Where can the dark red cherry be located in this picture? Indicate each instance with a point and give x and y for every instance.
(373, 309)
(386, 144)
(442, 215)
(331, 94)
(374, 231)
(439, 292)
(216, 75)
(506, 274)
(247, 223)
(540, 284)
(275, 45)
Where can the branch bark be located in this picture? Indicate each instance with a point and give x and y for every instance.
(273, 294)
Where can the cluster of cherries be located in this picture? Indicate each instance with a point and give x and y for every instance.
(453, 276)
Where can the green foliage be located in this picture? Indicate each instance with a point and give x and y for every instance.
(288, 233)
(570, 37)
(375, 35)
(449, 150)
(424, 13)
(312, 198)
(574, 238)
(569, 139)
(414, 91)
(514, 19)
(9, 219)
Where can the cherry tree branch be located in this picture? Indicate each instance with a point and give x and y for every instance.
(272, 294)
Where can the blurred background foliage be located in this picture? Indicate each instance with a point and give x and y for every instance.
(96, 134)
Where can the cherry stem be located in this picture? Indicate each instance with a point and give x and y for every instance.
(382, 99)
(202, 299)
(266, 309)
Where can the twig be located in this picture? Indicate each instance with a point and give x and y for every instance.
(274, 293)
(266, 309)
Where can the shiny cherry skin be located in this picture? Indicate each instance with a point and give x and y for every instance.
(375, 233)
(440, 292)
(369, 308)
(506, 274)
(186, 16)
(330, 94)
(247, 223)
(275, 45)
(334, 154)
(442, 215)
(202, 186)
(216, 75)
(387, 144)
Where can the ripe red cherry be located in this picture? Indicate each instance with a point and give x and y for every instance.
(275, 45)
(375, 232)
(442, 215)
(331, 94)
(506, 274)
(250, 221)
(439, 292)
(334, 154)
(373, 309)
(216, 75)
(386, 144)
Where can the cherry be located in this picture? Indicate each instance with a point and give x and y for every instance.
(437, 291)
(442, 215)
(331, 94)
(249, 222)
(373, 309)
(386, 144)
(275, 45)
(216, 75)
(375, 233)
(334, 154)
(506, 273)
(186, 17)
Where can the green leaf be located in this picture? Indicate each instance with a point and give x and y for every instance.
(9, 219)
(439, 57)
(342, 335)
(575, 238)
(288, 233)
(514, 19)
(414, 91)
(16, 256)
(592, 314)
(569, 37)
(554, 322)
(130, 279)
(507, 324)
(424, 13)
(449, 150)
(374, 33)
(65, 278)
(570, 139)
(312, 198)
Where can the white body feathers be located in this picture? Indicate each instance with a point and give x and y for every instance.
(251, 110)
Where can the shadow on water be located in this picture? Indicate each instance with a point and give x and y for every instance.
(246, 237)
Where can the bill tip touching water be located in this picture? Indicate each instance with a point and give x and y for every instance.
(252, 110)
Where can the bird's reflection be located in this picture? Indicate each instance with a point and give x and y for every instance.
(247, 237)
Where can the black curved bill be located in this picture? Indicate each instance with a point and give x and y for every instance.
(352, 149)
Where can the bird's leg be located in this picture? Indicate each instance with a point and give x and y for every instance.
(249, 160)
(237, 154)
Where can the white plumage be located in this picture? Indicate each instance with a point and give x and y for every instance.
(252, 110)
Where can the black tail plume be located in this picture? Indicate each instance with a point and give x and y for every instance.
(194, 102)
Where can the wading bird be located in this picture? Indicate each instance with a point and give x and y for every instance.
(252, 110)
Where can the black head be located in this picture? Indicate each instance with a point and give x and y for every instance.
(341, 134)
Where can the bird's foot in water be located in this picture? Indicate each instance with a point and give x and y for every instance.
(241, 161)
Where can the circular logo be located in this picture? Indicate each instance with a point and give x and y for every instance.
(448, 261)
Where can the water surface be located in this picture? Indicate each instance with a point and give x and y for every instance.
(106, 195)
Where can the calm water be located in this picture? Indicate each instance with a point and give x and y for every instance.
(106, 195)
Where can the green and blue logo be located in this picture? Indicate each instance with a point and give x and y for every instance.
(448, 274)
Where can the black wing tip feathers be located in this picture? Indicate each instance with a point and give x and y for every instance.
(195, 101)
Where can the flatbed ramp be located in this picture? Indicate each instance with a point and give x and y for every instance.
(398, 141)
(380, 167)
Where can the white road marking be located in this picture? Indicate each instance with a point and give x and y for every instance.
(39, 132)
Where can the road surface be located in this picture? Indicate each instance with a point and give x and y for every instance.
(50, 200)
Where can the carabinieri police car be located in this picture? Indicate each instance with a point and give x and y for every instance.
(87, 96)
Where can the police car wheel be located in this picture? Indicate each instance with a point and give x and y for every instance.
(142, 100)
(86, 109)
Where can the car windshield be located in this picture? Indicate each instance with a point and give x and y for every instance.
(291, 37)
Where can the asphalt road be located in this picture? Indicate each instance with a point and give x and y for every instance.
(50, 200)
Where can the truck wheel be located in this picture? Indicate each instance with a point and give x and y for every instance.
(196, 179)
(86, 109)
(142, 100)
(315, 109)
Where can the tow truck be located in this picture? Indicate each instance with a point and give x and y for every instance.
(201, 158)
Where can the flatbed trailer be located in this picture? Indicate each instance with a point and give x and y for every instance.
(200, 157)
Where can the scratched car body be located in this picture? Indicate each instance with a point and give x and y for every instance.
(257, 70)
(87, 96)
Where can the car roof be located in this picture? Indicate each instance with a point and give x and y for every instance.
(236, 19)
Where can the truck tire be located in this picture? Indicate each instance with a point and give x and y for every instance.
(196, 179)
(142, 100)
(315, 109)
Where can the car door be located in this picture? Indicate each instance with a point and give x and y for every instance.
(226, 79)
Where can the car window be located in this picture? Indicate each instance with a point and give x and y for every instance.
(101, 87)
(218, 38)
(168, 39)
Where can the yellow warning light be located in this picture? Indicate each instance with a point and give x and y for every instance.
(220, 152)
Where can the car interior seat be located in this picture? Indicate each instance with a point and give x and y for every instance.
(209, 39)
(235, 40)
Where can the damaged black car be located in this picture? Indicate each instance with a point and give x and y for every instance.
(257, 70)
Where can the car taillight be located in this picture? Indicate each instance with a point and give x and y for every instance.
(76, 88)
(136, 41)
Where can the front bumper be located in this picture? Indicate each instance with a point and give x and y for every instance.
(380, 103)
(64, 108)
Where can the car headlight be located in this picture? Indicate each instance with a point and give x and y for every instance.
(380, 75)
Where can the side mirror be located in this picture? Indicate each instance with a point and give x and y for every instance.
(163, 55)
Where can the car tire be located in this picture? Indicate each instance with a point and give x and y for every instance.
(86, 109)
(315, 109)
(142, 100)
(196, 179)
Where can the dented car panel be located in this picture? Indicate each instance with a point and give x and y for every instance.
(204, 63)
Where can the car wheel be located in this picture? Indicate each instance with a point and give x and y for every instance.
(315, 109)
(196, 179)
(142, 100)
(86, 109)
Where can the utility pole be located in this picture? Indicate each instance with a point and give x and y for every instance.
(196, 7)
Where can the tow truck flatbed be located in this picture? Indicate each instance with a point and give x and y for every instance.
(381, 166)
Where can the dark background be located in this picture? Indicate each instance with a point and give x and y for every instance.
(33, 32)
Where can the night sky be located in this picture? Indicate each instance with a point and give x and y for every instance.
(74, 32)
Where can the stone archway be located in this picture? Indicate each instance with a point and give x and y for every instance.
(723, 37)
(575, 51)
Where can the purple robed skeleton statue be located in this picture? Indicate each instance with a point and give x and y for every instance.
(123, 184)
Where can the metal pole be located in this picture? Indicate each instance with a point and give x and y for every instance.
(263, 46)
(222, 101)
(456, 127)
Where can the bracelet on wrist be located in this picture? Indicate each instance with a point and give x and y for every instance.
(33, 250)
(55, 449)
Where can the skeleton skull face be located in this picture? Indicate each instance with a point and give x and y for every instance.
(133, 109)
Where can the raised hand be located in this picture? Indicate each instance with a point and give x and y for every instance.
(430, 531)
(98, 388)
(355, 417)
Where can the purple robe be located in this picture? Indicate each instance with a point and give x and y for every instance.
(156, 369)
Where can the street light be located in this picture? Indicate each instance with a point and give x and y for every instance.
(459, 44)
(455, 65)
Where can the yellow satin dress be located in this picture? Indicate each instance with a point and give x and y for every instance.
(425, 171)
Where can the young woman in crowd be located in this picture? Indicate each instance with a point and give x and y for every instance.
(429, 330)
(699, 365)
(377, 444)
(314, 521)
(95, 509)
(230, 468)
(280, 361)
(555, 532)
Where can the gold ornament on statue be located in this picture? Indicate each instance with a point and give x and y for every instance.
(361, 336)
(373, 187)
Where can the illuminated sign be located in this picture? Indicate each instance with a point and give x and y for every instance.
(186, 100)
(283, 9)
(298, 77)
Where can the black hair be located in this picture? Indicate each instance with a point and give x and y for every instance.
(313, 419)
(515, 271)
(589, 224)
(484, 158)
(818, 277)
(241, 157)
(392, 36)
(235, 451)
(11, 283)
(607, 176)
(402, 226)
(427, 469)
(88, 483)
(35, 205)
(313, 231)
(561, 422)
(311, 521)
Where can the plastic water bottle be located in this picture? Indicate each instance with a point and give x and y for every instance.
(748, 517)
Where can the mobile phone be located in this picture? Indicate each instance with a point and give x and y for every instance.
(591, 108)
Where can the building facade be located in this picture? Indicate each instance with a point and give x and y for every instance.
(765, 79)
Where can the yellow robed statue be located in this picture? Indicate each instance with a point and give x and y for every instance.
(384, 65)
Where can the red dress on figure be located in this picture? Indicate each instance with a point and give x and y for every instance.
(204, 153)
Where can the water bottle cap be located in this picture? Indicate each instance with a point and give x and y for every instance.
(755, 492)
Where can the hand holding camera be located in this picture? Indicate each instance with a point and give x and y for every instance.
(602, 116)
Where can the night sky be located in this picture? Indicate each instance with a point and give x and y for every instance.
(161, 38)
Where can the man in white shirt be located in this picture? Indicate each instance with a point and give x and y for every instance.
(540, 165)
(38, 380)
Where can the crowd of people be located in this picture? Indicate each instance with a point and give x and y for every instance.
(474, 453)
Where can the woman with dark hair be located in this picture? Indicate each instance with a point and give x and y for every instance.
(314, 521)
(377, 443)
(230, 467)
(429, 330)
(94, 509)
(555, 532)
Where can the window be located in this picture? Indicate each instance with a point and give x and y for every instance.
- - - - - - -
GOAL:
Quote, without alteration, the final stretch of the entries: the line with "Where can the man" onward to the last line.

FULL ANSWER:
Where can the man in white shirt be located in this picture? Indicate each instance with a point and give x and y for every instance.
(540, 165)
(38, 380)
Where can the crowd of people be located in this picture? Indicate each instance with a point and give x and y for every instance.
(474, 453)
Where can the woman with dark hair be located in this picture? Indicate each instance with a point and give x and y for every instance.
(314, 521)
(377, 443)
(230, 467)
(429, 330)
(94, 509)
(555, 532)
Where can the window be located in this picture? Indicate each instance with a point and give x and y for every instance.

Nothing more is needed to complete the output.